TASK STATEMENT:
The pictures stay out; all of the data is to be printed exactly.

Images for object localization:
+ + +

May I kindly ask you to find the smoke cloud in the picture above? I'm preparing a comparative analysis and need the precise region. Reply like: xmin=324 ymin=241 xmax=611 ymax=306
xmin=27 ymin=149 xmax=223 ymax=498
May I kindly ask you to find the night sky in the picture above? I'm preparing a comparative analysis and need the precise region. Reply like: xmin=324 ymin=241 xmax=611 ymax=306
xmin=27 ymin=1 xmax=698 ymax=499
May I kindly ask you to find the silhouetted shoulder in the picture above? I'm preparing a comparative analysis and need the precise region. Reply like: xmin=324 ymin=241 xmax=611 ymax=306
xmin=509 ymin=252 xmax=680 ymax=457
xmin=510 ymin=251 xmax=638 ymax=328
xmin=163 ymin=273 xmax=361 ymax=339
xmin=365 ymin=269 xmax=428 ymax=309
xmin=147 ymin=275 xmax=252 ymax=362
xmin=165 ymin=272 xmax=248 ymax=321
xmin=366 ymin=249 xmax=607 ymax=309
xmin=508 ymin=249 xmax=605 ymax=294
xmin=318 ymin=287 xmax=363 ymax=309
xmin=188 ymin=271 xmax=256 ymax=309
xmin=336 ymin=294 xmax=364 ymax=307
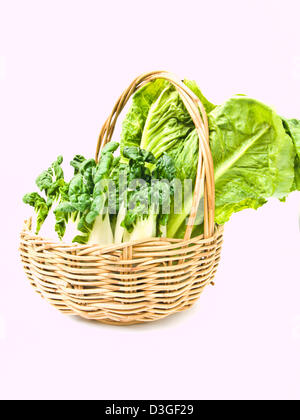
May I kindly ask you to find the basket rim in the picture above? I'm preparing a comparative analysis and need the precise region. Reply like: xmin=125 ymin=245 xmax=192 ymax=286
xmin=21 ymin=219 xmax=224 ymax=253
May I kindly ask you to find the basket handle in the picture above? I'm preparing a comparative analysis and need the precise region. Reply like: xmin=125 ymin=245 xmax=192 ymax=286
xmin=95 ymin=71 xmax=215 ymax=239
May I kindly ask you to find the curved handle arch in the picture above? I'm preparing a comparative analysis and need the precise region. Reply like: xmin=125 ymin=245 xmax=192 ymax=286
xmin=95 ymin=71 xmax=215 ymax=239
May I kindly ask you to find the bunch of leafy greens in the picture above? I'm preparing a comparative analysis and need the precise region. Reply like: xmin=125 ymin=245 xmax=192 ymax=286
xmin=121 ymin=79 xmax=300 ymax=238
xmin=23 ymin=79 xmax=300 ymax=244
xmin=23 ymin=143 xmax=176 ymax=244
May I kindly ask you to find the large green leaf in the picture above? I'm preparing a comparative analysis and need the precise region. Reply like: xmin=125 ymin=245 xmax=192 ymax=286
xmin=121 ymin=79 xmax=169 ymax=153
xmin=183 ymin=79 xmax=216 ymax=113
xmin=167 ymin=96 xmax=295 ymax=236
xmin=121 ymin=80 xmax=297 ymax=238
xmin=120 ymin=79 xmax=213 ymax=156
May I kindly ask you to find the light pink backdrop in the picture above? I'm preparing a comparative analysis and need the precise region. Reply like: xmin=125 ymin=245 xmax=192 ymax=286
xmin=0 ymin=0 xmax=299 ymax=400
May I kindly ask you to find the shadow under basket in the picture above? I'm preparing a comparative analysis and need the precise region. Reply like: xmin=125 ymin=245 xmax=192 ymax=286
xmin=20 ymin=71 xmax=224 ymax=326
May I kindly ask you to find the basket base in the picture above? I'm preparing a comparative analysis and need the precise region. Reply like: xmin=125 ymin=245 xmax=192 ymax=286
xmin=87 ymin=318 xmax=146 ymax=326
xmin=71 ymin=302 xmax=195 ymax=326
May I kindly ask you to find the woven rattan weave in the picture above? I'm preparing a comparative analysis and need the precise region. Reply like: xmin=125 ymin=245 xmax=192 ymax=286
xmin=20 ymin=71 xmax=224 ymax=325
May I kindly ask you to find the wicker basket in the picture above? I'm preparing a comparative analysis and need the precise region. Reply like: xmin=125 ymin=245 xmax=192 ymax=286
xmin=20 ymin=71 xmax=224 ymax=325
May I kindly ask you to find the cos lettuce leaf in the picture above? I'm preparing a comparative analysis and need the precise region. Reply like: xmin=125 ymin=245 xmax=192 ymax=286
xmin=183 ymin=79 xmax=216 ymax=113
xmin=139 ymin=86 xmax=194 ymax=156
xmin=121 ymin=79 xmax=213 ymax=157
xmin=121 ymin=79 xmax=169 ymax=153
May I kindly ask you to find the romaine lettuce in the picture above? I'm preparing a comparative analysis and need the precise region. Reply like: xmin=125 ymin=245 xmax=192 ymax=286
xmin=121 ymin=80 xmax=299 ymax=238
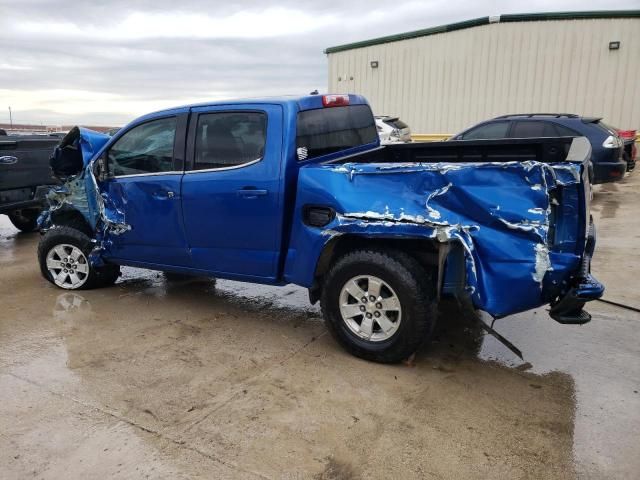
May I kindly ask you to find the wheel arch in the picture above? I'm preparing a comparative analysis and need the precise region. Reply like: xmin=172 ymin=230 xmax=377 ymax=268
xmin=48 ymin=206 xmax=94 ymax=237
xmin=309 ymin=234 xmax=459 ymax=304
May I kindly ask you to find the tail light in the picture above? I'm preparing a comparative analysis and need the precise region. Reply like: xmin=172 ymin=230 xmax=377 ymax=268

+ + +

EXERCISE OUTPUT:
May I kindly ask you to find the smoke cloud in the picture above? I'm preparing a comparative analysis and need the precise region. Reply like: xmin=324 ymin=241 xmax=611 ymax=306
xmin=27 ymin=149 xmax=223 ymax=498
May I kindly ask you to find the night sky in the picture above? I'm preparing a comparative analysis and need the precise region. Reply like: xmin=324 ymin=241 xmax=611 ymax=306
xmin=27 ymin=1 xmax=698 ymax=499
May I kindly ask you to find the silhouetted shoulder in the picture above? I'm preparing a comparative analysis and need the precise region. Reply like: xmin=324 ymin=241 xmax=611 ymax=306
xmin=509 ymin=252 xmax=680 ymax=457
xmin=510 ymin=251 xmax=638 ymax=328
xmin=163 ymin=273 xmax=361 ymax=339
xmin=365 ymin=269 xmax=428 ymax=309
xmin=147 ymin=275 xmax=252 ymax=362
xmin=165 ymin=272 xmax=248 ymax=321
xmin=366 ymin=249 xmax=607 ymax=309
xmin=508 ymin=249 xmax=605 ymax=294
xmin=318 ymin=287 xmax=363 ymax=309
xmin=188 ymin=271 xmax=256 ymax=309
xmin=336 ymin=294 xmax=364 ymax=307
May I kindly ask you to find the basket rim in the picture above? I'm preparing a comparative analysis and need the precise region. Reply like: xmin=125 ymin=245 xmax=192 ymax=286
xmin=21 ymin=219 xmax=224 ymax=253
May I kindly ask you to find the basket handle in the picture above? I'm preparing a comparative analysis and need the precise region. Reply like: xmin=125 ymin=245 xmax=192 ymax=286
xmin=95 ymin=71 xmax=215 ymax=239
May I kindly ask you to find the curved handle arch in the picture above? I'm preparing a comparative analysis and need the precise region. Reply like: xmin=125 ymin=245 xmax=192 ymax=286
xmin=95 ymin=71 xmax=215 ymax=239
May I kindly ask you to find the bunch of leafy greens in the picture above? I'm preparing a comparative analysis and need the precise region. Reply like: xmin=125 ymin=245 xmax=192 ymax=286
xmin=121 ymin=79 xmax=300 ymax=238
xmin=23 ymin=79 xmax=300 ymax=244
xmin=23 ymin=143 xmax=176 ymax=244
May I kindly ask you to find the large green leaf in the picture above? I'm preparing a comparative analysis and need the precise region. Reply like: xmin=125 ymin=245 xmax=192 ymax=286
xmin=121 ymin=79 xmax=169 ymax=153
xmin=183 ymin=79 xmax=216 ymax=113
xmin=167 ymin=96 xmax=295 ymax=236
xmin=121 ymin=80 xmax=297 ymax=238
xmin=120 ymin=79 xmax=213 ymax=156
May I kindly ask you to find the light pink backdrop in the picture above? I'm preparing a comparative analysis and need the precise region. Reply like: xmin=125 ymin=245 xmax=192 ymax=286
xmin=0 ymin=0 xmax=299 ymax=400
May I kindly ask you to find the shadow under basket in the picture above? I'm preparing a comparative analysis and need the precise region. Reply like: xmin=125 ymin=245 xmax=192 ymax=286
xmin=20 ymin=71 xmax=224 ymax=326
May I kindly ask you to find the basket base in the picture above? I'm preparing a comparative analysis and need the precise region. Reply like: xmin=125 ymin=245 xmax=192 ymax=286
xmin=87 ymin=318 xmax=146 ymax=326
xmin=71 ymin=302 xmax=195 ymax=326
May I kindly ask you to find the woven rattan weave in the picture above? I'm preparing a comparative analysis and need the precise region. Reply like: xmin=125 ymin=245 xmax=192 ymax=286
xmin=20 ymin=71 xmax=224 ymax=325
May I kindly ask you to find the wicker basket in the picture above? I'm preparing a comparative analysis and need the precise region. Reply like: xmin=125 ymin=245 xmax=192 ymax=286
xmin=20 ymin=71 xmax=224 ymax=325
May I kindly ask you to find the cos lettuce leaf in the picture above? I'm preparing a comparative analysis and need the precise region. Reply like: xmin=125 ymin=245 xmax=192 ymax=286
xmin=183 ymin=79 xmax=216 ymax=113
xmin=139 ymin=86 xmax=194 ymax=156
xmin=121 ymin=79 xmax=213 ymax=157
xmin=121 ymin=79 xmax=169 ymax=153
May I kindly ask you to find the romaine lettuce in the picture above? I'm preparing a comparative analysis and need the precise region. Reply like: xmin=125 ymin=245 xmax=192 ymax=286
xmin=121 ymin=80 xmax=299 ymax=238
May I kindly ask you to find the wheel arch in the picture above? I'm preparing a comparative analysis and need the precise region. Reply like: xmin=172 ymin=230 xmax=377 ymax=268
xmin=48 ymin=206 xmax=94 ymax=237
xmin=309 ymin=234 xmax=459 ymax=304
May I kindly ask you to find the tail light in the picture above? I'm preparing a comparative analysis and need the precise region. Reply like: xmin=172 ymin=230 xmax=377 ymax=268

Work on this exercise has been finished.